_Testo_:
┌──

Ecco come si profila la riforma che il governo presenterà al Parlamento. In caso di approvazione, da subito e per tutti entreranno in vigore le norme sui licenziamenti per motivi economici e disciplinari, mentre i nuovi ammortizzatori andrebbero a regime nel 2017 e saranno finanziati con risorse fino a 1,8 miliardi.

Articolo 18

Oggi - introdotto nel 1970 nell'ambito dello Statuto dei lavoratori garantisce ai dipendenti delle imprese con più di 15 dipendenti il reintegro al lavoro nel caso di licenziamenti senza giusta causa.

└──

_Esercizio assegnato a_:
Modifichi il tratto dell'elenco compreso tra la riga che contiene "of the book" e la fine dell'elenco, sostituendo "kitchen island" con "kitchen counter" e lasciando tutto il resto invariato.
Il testo e l'elenco provengono da fonti distinte.

Estratti da un dataset di puntamento:
┌──

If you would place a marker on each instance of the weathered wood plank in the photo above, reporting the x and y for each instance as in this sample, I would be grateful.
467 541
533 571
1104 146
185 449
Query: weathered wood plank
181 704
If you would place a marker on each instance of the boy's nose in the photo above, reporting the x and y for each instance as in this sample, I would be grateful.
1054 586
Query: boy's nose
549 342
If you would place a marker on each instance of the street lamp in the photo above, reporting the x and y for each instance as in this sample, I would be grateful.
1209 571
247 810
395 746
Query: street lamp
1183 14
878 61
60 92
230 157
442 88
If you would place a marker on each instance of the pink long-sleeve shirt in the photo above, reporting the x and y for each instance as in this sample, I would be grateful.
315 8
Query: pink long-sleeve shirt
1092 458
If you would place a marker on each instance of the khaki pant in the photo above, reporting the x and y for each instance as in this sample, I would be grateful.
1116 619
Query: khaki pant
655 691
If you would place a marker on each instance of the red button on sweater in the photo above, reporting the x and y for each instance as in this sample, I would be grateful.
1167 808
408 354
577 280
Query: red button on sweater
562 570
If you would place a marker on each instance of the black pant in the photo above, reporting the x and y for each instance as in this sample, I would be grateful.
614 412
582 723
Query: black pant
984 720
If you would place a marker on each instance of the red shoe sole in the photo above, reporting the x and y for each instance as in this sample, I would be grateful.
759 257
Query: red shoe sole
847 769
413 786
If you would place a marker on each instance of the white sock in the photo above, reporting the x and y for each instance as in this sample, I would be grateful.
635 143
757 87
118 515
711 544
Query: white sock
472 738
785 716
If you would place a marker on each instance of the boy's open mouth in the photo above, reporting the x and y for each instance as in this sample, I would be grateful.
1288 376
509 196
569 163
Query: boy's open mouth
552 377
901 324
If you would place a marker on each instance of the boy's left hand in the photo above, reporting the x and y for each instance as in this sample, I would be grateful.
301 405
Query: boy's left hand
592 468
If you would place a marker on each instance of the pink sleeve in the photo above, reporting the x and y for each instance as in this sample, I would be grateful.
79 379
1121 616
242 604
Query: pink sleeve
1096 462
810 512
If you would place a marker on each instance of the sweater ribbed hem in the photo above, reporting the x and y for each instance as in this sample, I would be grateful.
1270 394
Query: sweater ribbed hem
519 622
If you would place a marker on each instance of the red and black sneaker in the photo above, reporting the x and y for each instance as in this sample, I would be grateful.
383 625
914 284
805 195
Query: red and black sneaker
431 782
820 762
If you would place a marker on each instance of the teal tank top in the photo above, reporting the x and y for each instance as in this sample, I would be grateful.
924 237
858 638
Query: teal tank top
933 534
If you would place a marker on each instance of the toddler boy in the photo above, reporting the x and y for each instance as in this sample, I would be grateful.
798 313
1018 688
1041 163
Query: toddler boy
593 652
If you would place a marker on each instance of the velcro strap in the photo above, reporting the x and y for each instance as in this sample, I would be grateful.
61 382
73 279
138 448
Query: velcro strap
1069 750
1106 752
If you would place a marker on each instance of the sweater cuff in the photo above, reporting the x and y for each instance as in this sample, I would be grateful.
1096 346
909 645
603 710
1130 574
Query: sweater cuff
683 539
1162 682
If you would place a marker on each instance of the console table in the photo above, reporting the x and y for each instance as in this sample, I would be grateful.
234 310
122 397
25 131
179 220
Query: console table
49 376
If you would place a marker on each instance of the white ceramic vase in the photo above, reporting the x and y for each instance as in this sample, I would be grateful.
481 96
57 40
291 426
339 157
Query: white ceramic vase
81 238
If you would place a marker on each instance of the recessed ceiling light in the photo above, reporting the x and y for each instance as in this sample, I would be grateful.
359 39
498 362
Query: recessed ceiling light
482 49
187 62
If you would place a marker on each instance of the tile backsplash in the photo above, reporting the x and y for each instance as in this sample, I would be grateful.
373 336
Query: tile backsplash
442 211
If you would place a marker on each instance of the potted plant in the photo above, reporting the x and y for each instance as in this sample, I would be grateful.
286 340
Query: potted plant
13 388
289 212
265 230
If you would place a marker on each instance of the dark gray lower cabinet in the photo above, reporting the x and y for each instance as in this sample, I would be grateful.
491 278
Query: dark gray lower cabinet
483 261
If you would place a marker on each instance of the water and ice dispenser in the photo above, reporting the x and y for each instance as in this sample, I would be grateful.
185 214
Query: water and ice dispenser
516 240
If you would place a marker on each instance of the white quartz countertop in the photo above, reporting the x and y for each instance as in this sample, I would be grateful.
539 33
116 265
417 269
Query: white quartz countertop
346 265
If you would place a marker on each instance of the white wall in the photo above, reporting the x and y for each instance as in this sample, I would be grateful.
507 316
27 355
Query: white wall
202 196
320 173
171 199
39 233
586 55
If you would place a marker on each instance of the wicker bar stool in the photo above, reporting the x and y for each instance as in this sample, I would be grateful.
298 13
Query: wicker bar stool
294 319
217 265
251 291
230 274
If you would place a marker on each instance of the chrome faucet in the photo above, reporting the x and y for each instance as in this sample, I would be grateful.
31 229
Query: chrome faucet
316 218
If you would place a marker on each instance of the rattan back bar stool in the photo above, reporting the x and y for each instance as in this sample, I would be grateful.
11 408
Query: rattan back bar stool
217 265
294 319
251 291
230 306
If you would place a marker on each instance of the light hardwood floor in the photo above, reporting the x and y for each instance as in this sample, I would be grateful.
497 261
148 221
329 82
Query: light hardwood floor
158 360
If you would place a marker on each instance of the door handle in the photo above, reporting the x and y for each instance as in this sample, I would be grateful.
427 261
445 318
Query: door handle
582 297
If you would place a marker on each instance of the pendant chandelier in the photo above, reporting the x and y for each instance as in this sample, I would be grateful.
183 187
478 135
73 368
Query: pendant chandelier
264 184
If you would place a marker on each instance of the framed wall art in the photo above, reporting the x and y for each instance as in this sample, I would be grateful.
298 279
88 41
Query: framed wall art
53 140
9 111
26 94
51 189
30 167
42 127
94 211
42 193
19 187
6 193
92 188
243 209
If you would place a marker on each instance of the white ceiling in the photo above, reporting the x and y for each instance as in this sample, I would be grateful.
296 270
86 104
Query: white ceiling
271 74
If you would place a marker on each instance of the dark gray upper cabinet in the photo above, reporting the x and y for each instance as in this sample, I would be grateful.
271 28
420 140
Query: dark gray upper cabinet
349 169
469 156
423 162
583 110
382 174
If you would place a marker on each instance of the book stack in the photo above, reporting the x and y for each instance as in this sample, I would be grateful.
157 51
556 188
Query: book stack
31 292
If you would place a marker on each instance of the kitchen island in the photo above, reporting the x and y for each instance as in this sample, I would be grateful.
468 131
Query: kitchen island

└──

_Esercizio assegnato b_:
Prosegua il testo sulla riforma dell'articolo 18, riprendendo dopo l'ultima frase riportata.

_Risposta a_:
If you would place a marker on each instance of the book stack in the photo above, reporting the x and y for each instance as in this sample, I would be grateful.
157 51
556 188
Query: book stack
31 292
If you would place a marker on each instance of the kitchen counter in the photo above, reporting the x and y for each instance as in this sample, I would be grateful.
468 131
Query: kitchen counter

_Risposta b_:
Domani - da subito e per tutti i lavoratori sarà possibile essere licenziati per motivi economici. Qualora il giudice dovesse ritenere il provvedimento dell'azienda illegittimo il lavoratore non potrà essere reintegrato in azienda ma riceverà un indennizzo di 15-27 mensilità tenendo conto dell'ultima retribuzione. Sarà possibile anche il licenziamento per ragioni disciplinari. In caso di provvedimento illegittimo il giudice potrà decidere o il reintegro del lavoratore o una indennità fino a 27 mensilità in base all'anzianità. In caso di licenziamenti discriminatori resta il diritto al reintegro al lavoro che, sostiene il Governo, viene esteso anche alle aziende con meno di 15 dipendenti. Il presidente di Confindustria Marcegaglia ha però fatto notare come da questo punto di vista non cambi nulla: "Già oggi c'è il reintegro per i licenziamenti discriminatori anche nelle aziende sotto i 15 dipendenti" (GUARDA IL VIDEO). Concetto ribadito anche dalla Cgil: "Il fatto che Monti e Fornero dicano che si va verso un'estensione dell'articolo 18 ci preoccupa perché preoccupa il fatto che si dicano apertamente simili bugie" (GUARDA IL VIDEO). Da questo punto di vista, insomma, non c'è un'estensione dei diritti dei lavoratori.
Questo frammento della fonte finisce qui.